Task to complete: Would you set down the data that follows, word for word, without any pictures?

Information provided:
>>>>>

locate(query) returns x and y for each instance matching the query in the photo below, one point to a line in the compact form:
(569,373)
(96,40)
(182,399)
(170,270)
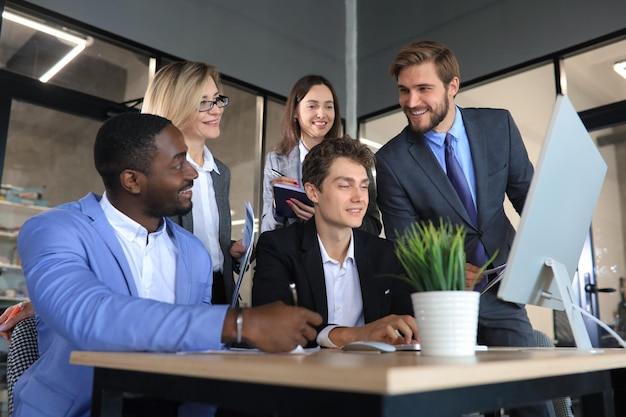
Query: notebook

<<<<<

Task result:
locate(query) returns x and y for each instance matching the query in the photo below, one point to a line in the compact form:
(569,373)
(96,40)
(182,399)
(170,270)
Query: notebook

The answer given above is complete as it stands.